Excerpts from a dataset:
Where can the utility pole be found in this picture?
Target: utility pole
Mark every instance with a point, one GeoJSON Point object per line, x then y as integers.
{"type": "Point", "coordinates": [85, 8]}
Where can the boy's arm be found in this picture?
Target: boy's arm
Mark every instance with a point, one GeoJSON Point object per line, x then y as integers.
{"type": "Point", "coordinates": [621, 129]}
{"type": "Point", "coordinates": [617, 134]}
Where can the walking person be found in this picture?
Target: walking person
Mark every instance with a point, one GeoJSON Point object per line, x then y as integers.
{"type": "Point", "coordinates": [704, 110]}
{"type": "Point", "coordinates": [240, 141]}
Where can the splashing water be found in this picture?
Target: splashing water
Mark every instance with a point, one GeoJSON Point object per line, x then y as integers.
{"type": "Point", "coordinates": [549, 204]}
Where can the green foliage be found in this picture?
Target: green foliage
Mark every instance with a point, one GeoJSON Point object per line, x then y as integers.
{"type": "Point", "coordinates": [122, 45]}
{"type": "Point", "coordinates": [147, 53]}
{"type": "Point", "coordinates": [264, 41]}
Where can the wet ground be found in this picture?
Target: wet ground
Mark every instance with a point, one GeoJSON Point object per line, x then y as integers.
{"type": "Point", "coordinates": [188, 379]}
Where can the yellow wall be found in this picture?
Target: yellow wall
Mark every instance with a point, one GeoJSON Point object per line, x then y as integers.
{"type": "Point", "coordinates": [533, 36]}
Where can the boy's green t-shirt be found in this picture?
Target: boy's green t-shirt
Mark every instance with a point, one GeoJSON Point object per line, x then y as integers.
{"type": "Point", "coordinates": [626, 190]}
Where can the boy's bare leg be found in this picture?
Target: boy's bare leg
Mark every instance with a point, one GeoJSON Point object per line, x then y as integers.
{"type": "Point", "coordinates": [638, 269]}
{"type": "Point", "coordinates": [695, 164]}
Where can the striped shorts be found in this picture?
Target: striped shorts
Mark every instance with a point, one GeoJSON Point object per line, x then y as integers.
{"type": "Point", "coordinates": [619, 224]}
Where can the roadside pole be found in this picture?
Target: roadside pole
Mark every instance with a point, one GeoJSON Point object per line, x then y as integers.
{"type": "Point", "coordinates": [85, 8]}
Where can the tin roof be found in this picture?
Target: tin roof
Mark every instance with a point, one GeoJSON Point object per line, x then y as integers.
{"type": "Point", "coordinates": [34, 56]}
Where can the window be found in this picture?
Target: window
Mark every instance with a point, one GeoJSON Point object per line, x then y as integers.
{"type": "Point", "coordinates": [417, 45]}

==

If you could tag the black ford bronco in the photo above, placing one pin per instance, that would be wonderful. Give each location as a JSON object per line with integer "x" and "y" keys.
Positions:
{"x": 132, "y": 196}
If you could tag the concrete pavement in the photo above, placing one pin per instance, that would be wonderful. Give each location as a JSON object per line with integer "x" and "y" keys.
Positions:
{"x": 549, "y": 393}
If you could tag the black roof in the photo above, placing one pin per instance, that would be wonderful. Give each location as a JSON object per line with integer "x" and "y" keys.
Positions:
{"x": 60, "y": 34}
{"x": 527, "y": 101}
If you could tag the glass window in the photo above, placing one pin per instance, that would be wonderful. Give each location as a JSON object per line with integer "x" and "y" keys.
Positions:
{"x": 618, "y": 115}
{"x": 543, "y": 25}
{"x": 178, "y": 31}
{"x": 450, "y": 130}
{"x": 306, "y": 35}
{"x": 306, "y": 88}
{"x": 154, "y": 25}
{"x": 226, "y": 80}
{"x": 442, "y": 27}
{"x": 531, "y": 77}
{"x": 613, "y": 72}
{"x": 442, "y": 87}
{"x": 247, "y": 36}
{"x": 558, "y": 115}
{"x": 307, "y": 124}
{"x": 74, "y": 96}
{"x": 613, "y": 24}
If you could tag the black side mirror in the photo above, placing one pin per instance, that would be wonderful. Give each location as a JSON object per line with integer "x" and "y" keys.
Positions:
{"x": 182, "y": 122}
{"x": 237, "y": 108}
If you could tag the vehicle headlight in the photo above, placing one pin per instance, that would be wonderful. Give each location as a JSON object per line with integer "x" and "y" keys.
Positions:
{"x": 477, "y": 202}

WHAT THE TASK REQUIRES → In the entries above, restate word for word the lines between the one holding "Where can the roadside" and the one holding "Target: window", inclusive, and nothing besides.

RESULT →
Where can the roadside pole be found in this picture?
Target: roadside pole
Mark every instance with a point, one GeoJSON Point object per line, x then y as integers.
{"type": "Point", "coordinates": [85, 8]}
Where can the tin roof be found in this picture?
Target: tin roof
Mark every instance with a point, one GeoJSON Point object per line, x then y as integers.
{"type": "Point", "coordinates": [34, 56]}
Where can the window be found in this picture?
Target: window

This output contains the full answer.